Your response should consist of the records below, repeated exactly.

"""

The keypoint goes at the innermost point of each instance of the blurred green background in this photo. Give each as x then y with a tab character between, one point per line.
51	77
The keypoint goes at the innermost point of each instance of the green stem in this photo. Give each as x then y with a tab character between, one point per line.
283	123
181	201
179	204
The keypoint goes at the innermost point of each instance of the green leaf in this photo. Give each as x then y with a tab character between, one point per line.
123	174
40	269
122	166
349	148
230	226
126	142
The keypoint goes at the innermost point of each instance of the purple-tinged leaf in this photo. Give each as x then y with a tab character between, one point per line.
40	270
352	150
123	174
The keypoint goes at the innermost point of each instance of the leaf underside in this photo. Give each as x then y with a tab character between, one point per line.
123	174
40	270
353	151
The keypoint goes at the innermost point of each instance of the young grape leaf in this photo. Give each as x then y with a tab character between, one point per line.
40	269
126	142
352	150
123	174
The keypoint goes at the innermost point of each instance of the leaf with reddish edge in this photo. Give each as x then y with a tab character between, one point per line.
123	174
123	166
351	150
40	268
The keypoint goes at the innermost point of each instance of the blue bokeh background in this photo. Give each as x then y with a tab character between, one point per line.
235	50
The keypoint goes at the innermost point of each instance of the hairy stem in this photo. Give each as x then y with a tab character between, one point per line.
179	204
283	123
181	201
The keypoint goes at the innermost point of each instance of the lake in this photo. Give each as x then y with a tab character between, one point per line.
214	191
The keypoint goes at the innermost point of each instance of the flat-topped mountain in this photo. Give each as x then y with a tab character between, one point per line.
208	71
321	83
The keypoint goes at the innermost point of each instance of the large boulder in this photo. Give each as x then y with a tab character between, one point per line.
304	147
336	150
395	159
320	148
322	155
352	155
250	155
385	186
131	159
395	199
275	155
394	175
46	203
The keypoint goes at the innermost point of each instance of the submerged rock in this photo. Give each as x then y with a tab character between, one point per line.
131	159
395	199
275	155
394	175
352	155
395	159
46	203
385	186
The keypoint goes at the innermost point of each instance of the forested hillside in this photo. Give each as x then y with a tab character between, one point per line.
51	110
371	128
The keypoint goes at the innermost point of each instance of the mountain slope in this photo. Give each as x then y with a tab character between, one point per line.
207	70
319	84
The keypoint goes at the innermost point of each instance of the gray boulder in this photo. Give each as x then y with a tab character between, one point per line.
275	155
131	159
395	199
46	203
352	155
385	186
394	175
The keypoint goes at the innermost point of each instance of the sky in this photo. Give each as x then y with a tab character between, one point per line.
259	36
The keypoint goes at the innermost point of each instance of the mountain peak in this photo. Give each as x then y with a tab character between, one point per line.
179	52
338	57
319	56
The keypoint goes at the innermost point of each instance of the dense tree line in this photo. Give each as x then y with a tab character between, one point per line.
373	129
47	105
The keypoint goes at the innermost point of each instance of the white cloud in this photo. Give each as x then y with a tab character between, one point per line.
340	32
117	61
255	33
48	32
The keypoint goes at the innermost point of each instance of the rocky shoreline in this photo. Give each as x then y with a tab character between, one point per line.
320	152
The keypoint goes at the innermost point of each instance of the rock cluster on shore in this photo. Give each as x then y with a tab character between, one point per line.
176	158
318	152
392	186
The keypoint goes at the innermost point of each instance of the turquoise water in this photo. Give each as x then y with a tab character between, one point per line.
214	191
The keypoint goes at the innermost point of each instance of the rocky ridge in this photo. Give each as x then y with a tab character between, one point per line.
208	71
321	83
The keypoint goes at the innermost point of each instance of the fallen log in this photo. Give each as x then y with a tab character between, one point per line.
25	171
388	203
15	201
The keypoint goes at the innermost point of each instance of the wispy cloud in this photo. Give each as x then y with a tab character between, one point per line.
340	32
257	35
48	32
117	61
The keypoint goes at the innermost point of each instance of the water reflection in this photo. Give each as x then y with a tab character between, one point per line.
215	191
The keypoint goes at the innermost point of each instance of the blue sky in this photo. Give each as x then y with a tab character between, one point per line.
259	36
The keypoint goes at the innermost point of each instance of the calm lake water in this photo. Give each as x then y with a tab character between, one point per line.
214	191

"""

Output:
The keypoint goes at the innermost point of each instance of the blurred green background in this photo. Give each as x then y with a tab character between, one point per line.
51	77
The keypoint goes at the innermost point of each instance of the green stem in this photo. Give each as x then y with a tab character between, one point per line.
283	123
181	201
179	204
The keypoint goes at the innermost point of each instance of the green leaf in this photo. Give each as x then y with a tab character between, one point per line.
123	174
40	269
122	166
349	148
230	226
126	142
The keypoint goes at the innermost point of each instance of the purple-tinged leaf in this photo. Give each as x then y with a tab character between, one point per line.
40	270
352	150
123	174
The keypoint goes at the innermost point of each instance of the leaf underside in this photo. Give each as x then y with a tab character between, one point per line.
123	174
40	270
353	151
The keypoint goes at the innermost point of each instance of the young grape leaf in this photo. Give each as x then y with a tab character between, one point per line.
40	269
126	142
352	150
123	174
The keypoint goes at the innermost point of each instance of the leaf with reddish edge in this photo. Give each as x then y with a tab character between, one point per line.
123	174
123	166
351	150
40	268
The keypoint goes at the innermost point of each instance of the blue bokeh background in this photo. Give each as x then y with a tab character between, one point per line.
235	50
The keypoint goes at the innermost point of each instance of the hairy stem in this photo. Give each as x then y with a tab character between, one point per line.
179	204
283	123
181	201
The keypoint goes at the innermost point of each instance of the lake in this photo. Give each as x then y with a tab character between, one point per line.
214	191
The keypoint goes at the innermost point of each instance of the flat-topped mountain in this photo. Give each as x then y with a tab character between, one point per line.
208	71
321	83
The keypoint goes at the innermost point of each instance of the large boulder in this photo. Give each as x then y with a tab character between, one point per line.
304	147
336	150
395	159
320	148
322	155
352	155
250	155
385	186
131	159
395	199
275	155
394	175
46	203
The keypoint goes at the innermost point of each instance of the submerged rock in this photo. Give each as x then y with a tab character between, one point per line.
131	159
395	199
275	155
394	175
352	155
395	159
46	203
385	186
The keypoint goes at the innermost point of each instance of the forested hillside in this photo. Give each as x then y with a tab character between, one point per line.
51	110
371	128
The keypoint goes at the innermost point of each instance of the mountain slope in this photo. Give each as x then y with a tab character between, one point per line.
207	70
319	84
The keypoint goes at the innermost point of each instance of the gray boulder in this photo. Give each as x then y with a tab character between, one point per line.
275	155
131	159
395	199
46	203
352	155
385	186
394	175
The keypoint goes at the innermost point of each instance of the sky in this photo. Give each as x then y with a tab character between, one point per line.
259	36
The keypoint goes at the innermost point of each instance of the mountain peak in this photo. Give each as x then y with a tab character between, one point per line.
179	52
338	57
319	56
The keypoint goes at the innermost point of each instance of the dense tree line in this photo. Give each as x then y with a tab character between, one point per line.
373	129
47	105
The keypoint goes at the innermost point of each instance of the white cloud in this photo. Give each as x then y with a tab character between, one point per line.
340	32
117	61
255	33
48	32
The keypoint goes at the innermost point of each instance of the rocky shoreline in this photo. Give each as x then y with a tab character between, one point per line.
320	152
The keypoint goes at the innermost point of each instance of the rock cluster on shore in this photo. Give each as x then y with a tab character between, one point per line.
176	158
318	152
392	186
The keypoint goes at the innermost point of each instance of the turquoise water in this photo. Give each as x then y with a tab character between, one point per line.
214	191
The keypoint goes at the innermost point of each instance of the rocky ridge in this photo. Give each as x then y with a tab character between, one point per line.
208	71
321	83
The keypoint goes at the innermost point of each instance of the fallen log in this photo. Give each as x then y with a tab character between, one point per line.
25	171
388	203
15	201
The keypoint goes at the innermost point of each instance of the wispy cloud in this photo. Give each as x then y with a tab character between, one point per line.
340	32
257	35
48	32
117	61
The keypoint goes at the innermost point of each instance of the water reflection in this photo. Give each as x then y with a tab character between, one point per line.
215	191
The keypoint goes at the innermost point of each instance of the blue sky in this photo. Give each as x then y with a tab character between, one point per line.
259	36
The keypoint goes at the innermost point of each instance of the calm lake water in this photo. Give each as x then y with a tab character between, one point per line.
214	191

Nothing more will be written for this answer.